> _Work required_: Take the line that has "red kayak hull." and all the lines that come after it in the records, and write them out again exactly. Add no other line.

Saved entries
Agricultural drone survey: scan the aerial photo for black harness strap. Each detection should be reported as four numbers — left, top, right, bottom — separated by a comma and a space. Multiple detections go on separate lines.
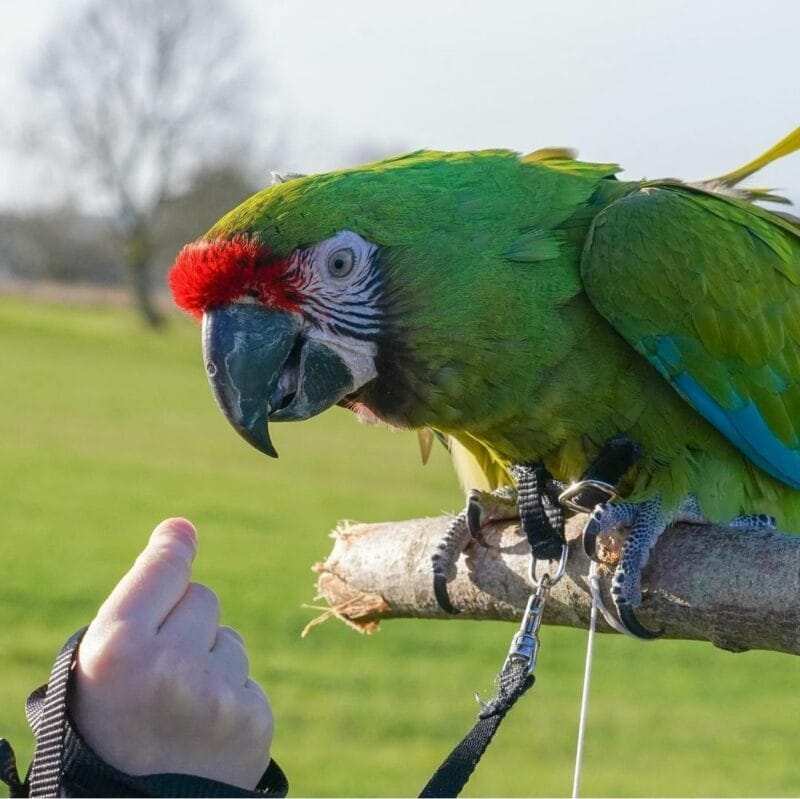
560, 435, 642, 514
512, 463, 566, 561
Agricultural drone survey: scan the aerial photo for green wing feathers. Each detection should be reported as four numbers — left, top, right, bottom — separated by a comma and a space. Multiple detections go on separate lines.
581, 184, 800, 488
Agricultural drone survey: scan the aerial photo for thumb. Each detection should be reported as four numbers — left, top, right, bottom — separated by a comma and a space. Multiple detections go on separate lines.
98, 517, 198, 630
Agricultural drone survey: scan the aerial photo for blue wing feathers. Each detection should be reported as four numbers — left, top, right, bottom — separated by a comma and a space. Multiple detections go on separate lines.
652, 336, 800, 488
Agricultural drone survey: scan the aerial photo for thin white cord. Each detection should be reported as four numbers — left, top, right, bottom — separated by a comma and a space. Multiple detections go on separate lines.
572, 564, 600, 798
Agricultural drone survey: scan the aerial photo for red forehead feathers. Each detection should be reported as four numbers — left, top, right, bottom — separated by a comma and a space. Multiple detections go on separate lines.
169, 236, 289, 318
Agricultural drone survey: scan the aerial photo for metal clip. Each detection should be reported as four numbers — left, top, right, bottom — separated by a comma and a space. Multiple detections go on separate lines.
558, 479, 619, 514
505, 541, 568, 676
504, 589, 547, 675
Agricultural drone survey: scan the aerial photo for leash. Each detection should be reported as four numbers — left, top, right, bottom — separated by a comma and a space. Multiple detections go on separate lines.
419, 436, 640, 798
419, 547, 566, 799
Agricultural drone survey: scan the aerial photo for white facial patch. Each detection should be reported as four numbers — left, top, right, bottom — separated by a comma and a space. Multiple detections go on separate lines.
304, 326, 378, 393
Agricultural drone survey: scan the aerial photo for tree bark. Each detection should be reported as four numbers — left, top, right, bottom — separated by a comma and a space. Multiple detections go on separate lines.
125, 227, 164, 329
312, 513, 800, 656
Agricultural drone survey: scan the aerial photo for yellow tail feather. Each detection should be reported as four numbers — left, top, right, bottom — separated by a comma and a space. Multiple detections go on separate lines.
713, 125, 800, 186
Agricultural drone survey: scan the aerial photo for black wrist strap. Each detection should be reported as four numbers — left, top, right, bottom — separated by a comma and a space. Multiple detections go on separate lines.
27, 628, 87, 796
1, 628, 288, 797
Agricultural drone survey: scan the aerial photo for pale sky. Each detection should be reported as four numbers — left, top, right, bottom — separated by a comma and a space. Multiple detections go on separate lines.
1, 0, 799, 211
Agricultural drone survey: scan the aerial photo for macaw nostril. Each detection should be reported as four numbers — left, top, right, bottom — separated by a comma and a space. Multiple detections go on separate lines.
206, 361, 218, 378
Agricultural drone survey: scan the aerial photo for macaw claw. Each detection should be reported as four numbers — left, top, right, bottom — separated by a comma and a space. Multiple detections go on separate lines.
433, 571, 460, 615
617, 602, 664, 639
583, 497, 665, 640
431, 511, 469, 615
432, 489, 518, 614
583, 525, 599, 560
466, 493, 484, 544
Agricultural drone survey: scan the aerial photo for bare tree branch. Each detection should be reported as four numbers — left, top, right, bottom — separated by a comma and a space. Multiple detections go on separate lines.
27, 0, 260, 325
312, 513, 800, 656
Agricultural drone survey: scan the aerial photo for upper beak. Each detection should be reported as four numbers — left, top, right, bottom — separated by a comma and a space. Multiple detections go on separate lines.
202, 304, 355, 457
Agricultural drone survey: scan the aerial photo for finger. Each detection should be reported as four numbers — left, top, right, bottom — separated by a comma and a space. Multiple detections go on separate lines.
98, 518, 197, 630
216, 625, 244, 645
158, 582, 220, 650
243, 680, 273, 738
210, 627, 250, 687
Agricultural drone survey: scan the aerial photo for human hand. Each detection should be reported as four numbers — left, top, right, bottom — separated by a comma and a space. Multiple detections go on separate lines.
71, 518, 272, 790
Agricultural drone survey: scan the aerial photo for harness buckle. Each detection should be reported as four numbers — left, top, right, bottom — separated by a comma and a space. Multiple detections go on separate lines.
558, 479, 619, 514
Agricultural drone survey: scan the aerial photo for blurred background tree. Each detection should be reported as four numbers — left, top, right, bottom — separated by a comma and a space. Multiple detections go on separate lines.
25, 0, 258, 327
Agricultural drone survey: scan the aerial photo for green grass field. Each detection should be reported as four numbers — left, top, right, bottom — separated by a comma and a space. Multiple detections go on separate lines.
1, 296, 799, 797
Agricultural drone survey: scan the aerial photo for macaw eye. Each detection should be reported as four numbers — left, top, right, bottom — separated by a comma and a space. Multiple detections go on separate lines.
326, 247, 355, 278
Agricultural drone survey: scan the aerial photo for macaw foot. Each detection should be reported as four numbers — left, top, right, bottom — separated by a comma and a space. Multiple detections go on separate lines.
432, 488, 518, 614
583, 496, 667, 640
583, 494, 779, 639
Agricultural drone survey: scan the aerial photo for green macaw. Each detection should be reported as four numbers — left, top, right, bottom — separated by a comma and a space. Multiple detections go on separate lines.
170, 125, 800, 637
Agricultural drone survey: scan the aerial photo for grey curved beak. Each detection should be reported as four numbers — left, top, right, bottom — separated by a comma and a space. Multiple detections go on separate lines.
202, 304, 355, 458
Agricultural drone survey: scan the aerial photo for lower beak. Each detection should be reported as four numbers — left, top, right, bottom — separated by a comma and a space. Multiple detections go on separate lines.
202, 304, 355, 457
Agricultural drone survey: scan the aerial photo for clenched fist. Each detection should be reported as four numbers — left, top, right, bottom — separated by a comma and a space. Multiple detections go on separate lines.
72, 518, 272, 790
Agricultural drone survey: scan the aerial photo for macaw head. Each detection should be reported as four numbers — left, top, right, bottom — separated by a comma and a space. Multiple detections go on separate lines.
169, 150, 596, 457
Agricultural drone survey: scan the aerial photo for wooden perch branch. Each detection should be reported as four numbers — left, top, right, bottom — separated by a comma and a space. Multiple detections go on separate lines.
313, 513, 800, 655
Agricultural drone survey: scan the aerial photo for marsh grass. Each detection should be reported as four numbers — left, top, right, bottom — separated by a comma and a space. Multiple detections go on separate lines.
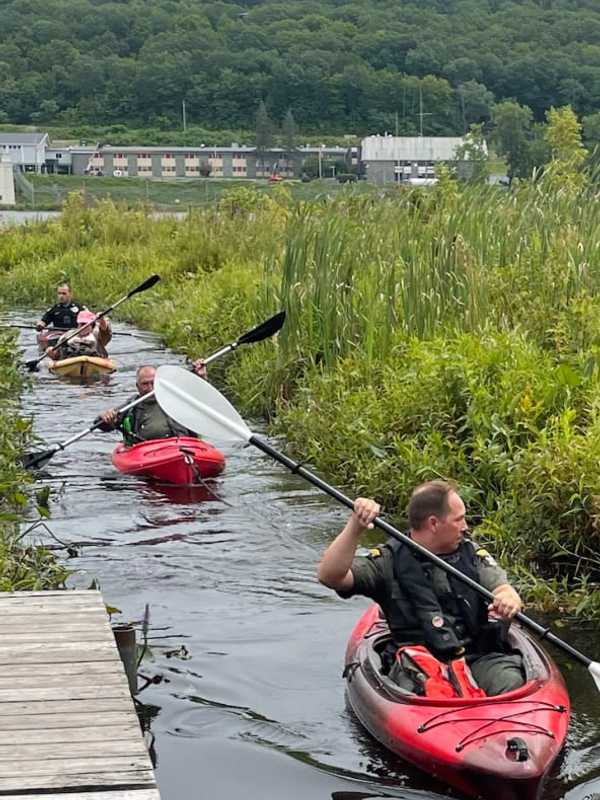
2, 176, 600, 612
0, 333, 69, 590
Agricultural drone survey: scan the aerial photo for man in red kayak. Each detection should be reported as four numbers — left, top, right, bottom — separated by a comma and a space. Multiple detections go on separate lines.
98, 362, 207, 445
318, 480, 524, 696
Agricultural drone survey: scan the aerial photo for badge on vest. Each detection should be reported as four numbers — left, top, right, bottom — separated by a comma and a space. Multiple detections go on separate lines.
476, 548, 497, 567
431, 615, 445, 628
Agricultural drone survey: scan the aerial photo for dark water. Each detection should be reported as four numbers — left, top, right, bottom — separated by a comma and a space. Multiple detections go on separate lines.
8, 313, 600, 800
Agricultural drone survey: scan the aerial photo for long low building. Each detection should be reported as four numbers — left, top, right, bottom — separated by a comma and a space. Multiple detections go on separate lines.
68, 144, 358, 179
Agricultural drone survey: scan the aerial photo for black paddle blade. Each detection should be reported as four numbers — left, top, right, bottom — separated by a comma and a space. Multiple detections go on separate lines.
128, 274, 161, 297
238, 310, 286, 346
21, 448, 56, 470
25, 358, 42, 372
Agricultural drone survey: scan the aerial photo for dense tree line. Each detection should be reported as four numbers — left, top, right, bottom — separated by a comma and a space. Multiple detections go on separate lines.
1, 0, 599, 135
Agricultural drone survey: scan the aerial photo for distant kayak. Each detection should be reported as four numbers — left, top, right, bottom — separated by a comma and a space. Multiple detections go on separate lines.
112, 436, 225, 485
345, 604, 570, 800
48, 355, 117, 378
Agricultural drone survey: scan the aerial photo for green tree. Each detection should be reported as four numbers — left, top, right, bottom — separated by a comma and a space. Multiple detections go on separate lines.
282, 108, 298, 175
492, 101, 534, 181
583, 112, 600, 168
255, 100, 274, 173
454, 124, 490, 184
457, 81, 494, 130
543, 106, 588, 192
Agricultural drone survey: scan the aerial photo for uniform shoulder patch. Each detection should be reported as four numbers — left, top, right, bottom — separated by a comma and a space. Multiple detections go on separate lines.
476, 548, 497, 566
368, 547, 382, 559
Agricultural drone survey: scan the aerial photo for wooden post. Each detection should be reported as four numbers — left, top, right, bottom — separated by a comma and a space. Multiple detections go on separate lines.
113, 624, 138, 696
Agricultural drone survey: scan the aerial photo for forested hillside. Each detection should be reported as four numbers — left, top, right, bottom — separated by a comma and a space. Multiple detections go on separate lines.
1, 0, 599, 133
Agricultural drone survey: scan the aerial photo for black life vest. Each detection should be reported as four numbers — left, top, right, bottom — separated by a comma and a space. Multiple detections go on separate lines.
385, 538, 490, 659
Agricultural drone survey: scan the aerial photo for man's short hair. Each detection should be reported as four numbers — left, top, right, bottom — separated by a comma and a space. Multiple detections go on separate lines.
57, 283, 71, 291
136, 365, 155, 376
408, 480, 457, 530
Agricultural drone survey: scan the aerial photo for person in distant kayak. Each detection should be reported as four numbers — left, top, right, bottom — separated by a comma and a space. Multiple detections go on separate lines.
98, 362, 207, 445
318, 480, 524, 697
35, 283, 85, 331
46, 310, 112, 360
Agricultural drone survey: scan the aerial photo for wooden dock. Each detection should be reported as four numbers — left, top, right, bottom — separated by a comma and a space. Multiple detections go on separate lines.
0, 590, 160, 799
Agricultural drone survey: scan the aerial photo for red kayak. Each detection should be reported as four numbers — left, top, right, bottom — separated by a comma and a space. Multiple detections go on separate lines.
112, 436, 225, 485
345, 605, 570, 800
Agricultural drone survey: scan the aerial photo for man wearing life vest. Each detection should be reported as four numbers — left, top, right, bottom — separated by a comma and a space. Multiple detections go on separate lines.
318, 480, 524, 697
98, 362, 207, 445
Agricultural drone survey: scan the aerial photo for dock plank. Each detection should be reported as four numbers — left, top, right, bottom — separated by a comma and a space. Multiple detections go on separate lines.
0, 590, 159, 798
0, 724, 141, 744
0, 770, 156, 791
0, 711, 135, 730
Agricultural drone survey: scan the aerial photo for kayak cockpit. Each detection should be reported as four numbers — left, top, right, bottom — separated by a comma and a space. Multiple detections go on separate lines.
349, 605, 559, 705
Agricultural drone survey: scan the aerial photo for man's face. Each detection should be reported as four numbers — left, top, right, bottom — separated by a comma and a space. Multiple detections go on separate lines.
136, 367, 156, 396
431, 491, 467, 553
57, 286, 72, 305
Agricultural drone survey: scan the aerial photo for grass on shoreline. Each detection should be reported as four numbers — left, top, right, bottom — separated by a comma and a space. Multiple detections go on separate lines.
13, 174, 375, 211
0, 332, 69, 591
1, 176, 599, 615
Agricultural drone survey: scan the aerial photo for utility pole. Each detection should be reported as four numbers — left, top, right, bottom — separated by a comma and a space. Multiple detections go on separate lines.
182, 100, 187, 132
417, 87, 432, 137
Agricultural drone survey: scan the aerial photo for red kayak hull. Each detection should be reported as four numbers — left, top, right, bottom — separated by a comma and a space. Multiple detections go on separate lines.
112, 436, 225, 485
37, 328, 62, 350
345, 605, 570, 800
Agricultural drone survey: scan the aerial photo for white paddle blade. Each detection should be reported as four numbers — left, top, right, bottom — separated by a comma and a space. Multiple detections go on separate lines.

> _Task answer_:
Agricultural drone survey: scan the aerial photo for red kayak hull. Each detection should be reported as four numbers — left, top, right, bottom — separated by a comma and a space. Multiple detections go on separate lines.
112, 436, 225, 485
37, 328, 62, 350
345, 605, 570, 800
Agricultural drone survey: scan the aerial photo for white paddle blade. Each detection should be reported as four numbers — left, top, right, bottom — separated by a comma and a space. Multiple detections go on separate lines.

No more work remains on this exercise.